> EXERCISE DIRECTIONS:
Render the items as a two-column CSV with the columns "text" and "answer", starting with the line containing "Give every instance of the snow on" and going on through the line containing "[[[0,299],[0,316],[53,316],[53,315],[52,314],[33,309]]]". Put each item on one row, with its text and its answer each in one quoted field and line breaks replaced by spaces.

[Shape boundary entries]
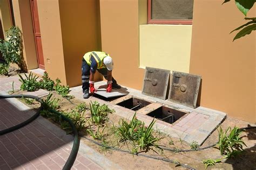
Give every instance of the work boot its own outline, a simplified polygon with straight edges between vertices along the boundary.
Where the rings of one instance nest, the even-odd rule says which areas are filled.
[[[84,90],[84,95],[83,96],[84,98],[89,98],[89,90],[86,89]]]
[[[120,89],[121,88],[121,86],[118,84],[117,83],[112,83],[112,88],[114,89]]]

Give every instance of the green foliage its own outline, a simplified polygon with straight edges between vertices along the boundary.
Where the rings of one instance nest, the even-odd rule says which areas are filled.
[[[51,80],[49,77],[48,73],[46,72],[44,72],[42,77],[43,79],[40,80],[39,84],[40,88],[45,89],[48,91],[54,90],[54,81]]]
[[[192,150],[196,150],[198,147],[199,147],[199,145],[198,145],[198,143],[196,141],[193,141],[190,144],[190,147]]]
[[[23,90],[27,90],[28,91],[34,91],[39,88],[38,82],[37,81],[38,76],[33,75],[33,73],[30,72],[28,76],[26,74],[24,74],[26,79],[23,79],[22,76],[19,74],[18,75],[21,78],[19,81],[22,82],[21,86],[21,89]]]
[[[87,110],[86,105],[85,103],[82,103],[78,104],[76,107],[76,109],[78,112],[83,112]]]
[[[0,63],[0,75],[8,75],[9,67],[10,65]]]
[[[9,93],[10,94],[12,94],[15,93],[15,90],[14,90],[14,81],[12,81],[12,83],[11,84],[12,90],[10,90]]]
[[[227,134],[227,132],[230,131]],[[220,127],[219,132],[219,141],[217,146],[220,151],[220,154],[225,156],[225,158],[235,157],[237,154],[241,153],[244,150],[242,145],[245,145],[242,140],[242,137],[240,137],[242,130],[234,126],[231,130],[231,128],[228,127],[226,131],[224,131]]]
[[[205,169],[207,168],[208,166],[211,165],[215,165],[215,164],[221,162],[221,160],[220,159],[217,159],[215,160],[208,159],[204,160],[203,162],[205,166]]]
[[[8,65],[14,63],[19,66],[22,49],[21,31],[18,27],[12,26],[6,33],[6,40],[1,40],[0,51]]]
[[[89,127],[90,129],[87,129],[86,130],[86,131],[90,134],[90,135],[91,135],[93,138],[93,139],[98,140],[103,139],[104,136],[104,131],[106,126],[105,126],[101,131],[100,131],[100,126],[98,126],[98,129],[96,131],[95,131],[95,132],[93,132],[93,130],[90,123]]]
[[[49,93],[47,97],[45,100],[43,100],[43,108],[45,110],[50,110],[50,109],[56,110],[59,108],[58,98],[51,97],[52,94]]]
[[[54,86],[54,89],[57,93],[60,95],[62,97],[66,97],[69,98],[73,98],[73,96],[69,95],[69,86],[65,86],[60,84],[61,81],[59,79],[56,80],[56,84]]]
[[[84,125],[87,122],[87,120],[85,119],[84,116],[84,111],[81,113],[76,110],[73,110],[71,112],[64,112],[63,114],[73,122],[78,131],[84,129]],[[62,123],[60,125],[64,130],[71,129],[68,123]]]
[[[225,0],[223,4],[230,1],[230,0]],[[255,2],[255,0],[235,0],[235,3],[237,8],[245,16],[246,16],[248,11],[253,6]],[[245,19],[250,20],[251,21],[231,31],[231,33],[243,28],[237,34],[233,41],[250,34],[252,31],[256,30],[256,18],[245,18]]]
[[[100,111],[100,105],[99,103],[91,102],[90,109],[91,111],[91,119],[93,123],[100,124],[107,119],[108,112]]]
[[[25,98],[25,97],[22,97],[22,99],[25,102],[25,103],[26,103],[28,104],[33,104],[33,103],[35,101],[34,98],[29,99],[29,98]]]
[[[120,141],[132,141],[134,143],[132,152],[137,153],[138,148],[140,150],[148,150],[151,146],[158,147],[155,143],[159,140],[153,136],[153,125],[156,121],[154,119],[151,122],[149,127],[145,125],[144,122],[139,121],[134,115],[131,121],[127,122],[122,119],[119,122],[119,127],[118,128]]]
[[[101,112],[108,112],[110,114],[114,113],[116,111],[114,109],[111,109],[109,108],[107,105],[103,104],[99,107],[99,111]]]

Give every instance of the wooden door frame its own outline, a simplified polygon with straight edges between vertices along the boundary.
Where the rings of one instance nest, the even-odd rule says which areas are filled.
[[[39,54],[38,54],[38,48],[37,46],[37,40],[36,39],[36,34],[36,34],[36,31],[35,31],[36,26],[35,24],[35,18],[34,18],[34,15],[33,15],[33,9],[35,8],[35,4],[34,4],[35,1],[36,1],[36,0],[30,0],[30,9],[31,10],[31,15],[32,15],[32,23],[33,24],[33,37],[34,37],[35,44],[36,46],[37,65],[38,66],[39,68],[45,69],[45,66],[41,66],[39,63]],[[40,31],[40,37],[41,37],[41,33]]]

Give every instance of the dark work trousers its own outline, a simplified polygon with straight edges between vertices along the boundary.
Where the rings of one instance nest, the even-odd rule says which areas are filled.
[[[83,60],[83,62],[82,64],[82,82],[83,88],[83,93],[84,92],[85,89],[89,89],[89,78],[90,78],[90,70],[91,69],[91,67],[88,65],[86,61]],[[104,78],[107,80],[107,69],[106,68],[97,69],[98,72],[99,72],[101,74],[103,75]],[[113,84],[116,84],[117,81],[114,79],[112,77],[112,81]]]

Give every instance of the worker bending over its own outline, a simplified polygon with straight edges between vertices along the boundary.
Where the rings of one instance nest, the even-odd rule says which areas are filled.
[[[107,80],[106,92],[111,92],[112,88],[116,89],[121,88],[112,76],[113,68],[113,60],[109,55],[105,52],[92,51],[84,54],[82,65],[82,82],[84,98],[89,97],[89,88],[91,93],[93,94],[96,91],[94,87],[94,75],[96,70]]]

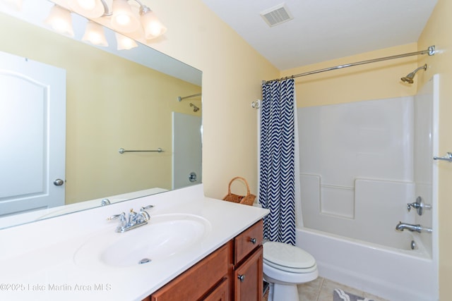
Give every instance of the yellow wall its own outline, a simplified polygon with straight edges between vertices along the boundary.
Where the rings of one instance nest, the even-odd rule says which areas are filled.
[[[434,44],[436,54],[422,57],[419,66],[427,63],[428,72],[419,78],[420,85],[434,74],[439,74],[439,155],[452,152],[452,1],[438,0],[438,4],[418,40],[420,49]],[[452,295],[452,164],[439,162],[438,208],[439,226],[439,299],[447,300]]]
[[[376,50],[281,72],[281,77],[417,51],[416,43]],[[400,78],[417,68],[416,56],[302,76],[295,80],[297,106],[310,106],[414,95],[416,82]]]
[[[66,203],[152,187],[170,189],[171,112],[199,116],[201,111],[194,113],[177,97],[198,93],[201,87],[3,14],[0,18],[0,51],[66,70]],[[201,106],[200,98],[191,100]],[[120,147],[165,152],[121,155]]]

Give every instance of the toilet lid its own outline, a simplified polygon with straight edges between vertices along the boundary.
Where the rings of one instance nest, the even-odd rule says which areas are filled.
[[[316,264],[316,259],[304,250],[278,242],[263,244],[263,259],[279,266],[296,269],[308,269]]]

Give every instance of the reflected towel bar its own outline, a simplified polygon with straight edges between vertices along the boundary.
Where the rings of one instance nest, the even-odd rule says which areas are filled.
[[[157,148],[157,149],[148,149],[148,150],[126,150],[124,149],[123,149],[122,147],[121,147],[119,149],[119,150],[118,151],[119,152],[119,154],[124,154],[126,152],[163,152],[163,149],[162,149],[161,148]]]
[[[452,162],[452,153],[451,152],[448,152],[445,156],[434,156],[433,157],[434,160],[444,160],[444,161],[447,161],[448,162]]]
[[[198,93],[198,94],[194,94],[193,95],[189,95],[189,96],[184,96],[184,97],[180,97],[178,96],[177,97],[177,101],[178,102],[182,102],[182,99],[185,99],[186,98],[191,98],[191,97],[196,97],[197,96],[201,96],[202,93]]]

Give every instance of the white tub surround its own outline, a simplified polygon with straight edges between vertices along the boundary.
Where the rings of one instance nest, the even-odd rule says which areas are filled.
[[[102,233],[113,235],[118,221],[107,221],[107,217],[131,208],[138,212],[149,204],[155,206],[148,209],[150,224],[141,228],[151,226],[153,217],[158,220],[165,214],[195,216],[207,225],[202,240],[177,254],[145,264],[113,266],[100,257],[98,264],[87,266],[75,260],[90,238]],[[268,213],[206,197],[199,185],[4,229],[0,231],[0,299],[141,300]]]

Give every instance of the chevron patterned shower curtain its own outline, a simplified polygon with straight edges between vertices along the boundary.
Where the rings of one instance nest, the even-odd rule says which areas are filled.
[[[259,202],[270,210],[263,237],[295,245],[295,81],[263,83]]]

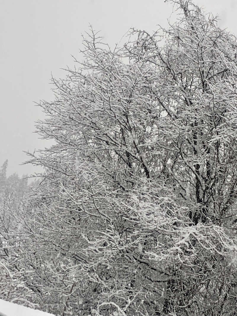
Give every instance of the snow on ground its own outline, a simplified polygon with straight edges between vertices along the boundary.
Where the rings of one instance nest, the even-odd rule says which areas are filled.
[[[0,299],[0,316],[53,316],[53,315],[52,314],[33,309]]]

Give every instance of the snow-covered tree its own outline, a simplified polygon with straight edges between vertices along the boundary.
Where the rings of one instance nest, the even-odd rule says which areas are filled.
[[[236,309],[237,41],[190,0],[170,2],[174,24],[133,29],[121,48],[91,29],[84,61],[39,104],[55,144],[31,155],[45,172],[26,227],[50,312]]]
[[[19,299],[27,305],[32,291],[26,281],[26,244],[21,230],[21,204],[28,191],[27,179],[19,179],[15,173],[7,177],[7,160],[0,170],[0,298]]]

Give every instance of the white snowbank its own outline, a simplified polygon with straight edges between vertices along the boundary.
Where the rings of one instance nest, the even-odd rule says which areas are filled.
[[[2,313],[2,314],[1,313]],[[37,309],[0,299],[0,316],[54,316]]]

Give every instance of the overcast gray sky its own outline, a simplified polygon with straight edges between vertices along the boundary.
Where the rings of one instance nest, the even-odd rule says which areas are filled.
[[[237,34],[235,0],[196,0],[205,10],[218,13],[221,27]],[[19,164],[27,159],[22,150],[50,145],[33,133],[43,117],[33,101],[50,100],[51,73],[72,67],[81,34],[90,23],[111,46],[132,26],[150,31],[167,25],[172,11],[163,0],[0,0],[0,166],[9,160],[8,174],[38,171]]]

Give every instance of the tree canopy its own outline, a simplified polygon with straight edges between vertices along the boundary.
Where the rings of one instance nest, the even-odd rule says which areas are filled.
[[[55,315],[234,314],[237,41],[169,2],[175,23],[122,48],[91,28],[39,103],[55,143],[31,154],[45,172],[25,202],[25,264]]]

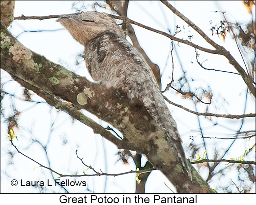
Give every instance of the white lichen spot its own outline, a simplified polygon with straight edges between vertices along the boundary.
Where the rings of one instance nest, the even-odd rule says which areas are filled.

> OUTPUT OF THE TASK:
text,answer
"Give every instance of the snow on ground its own outline, a simplified polygon with straight edges between vertices along the boundary. Where the rings of one instance nest, the even-odd rule says which areas are filled.","[[[0,299],[0,316],[53,316],[53,315],[52,314],[33,309]]]"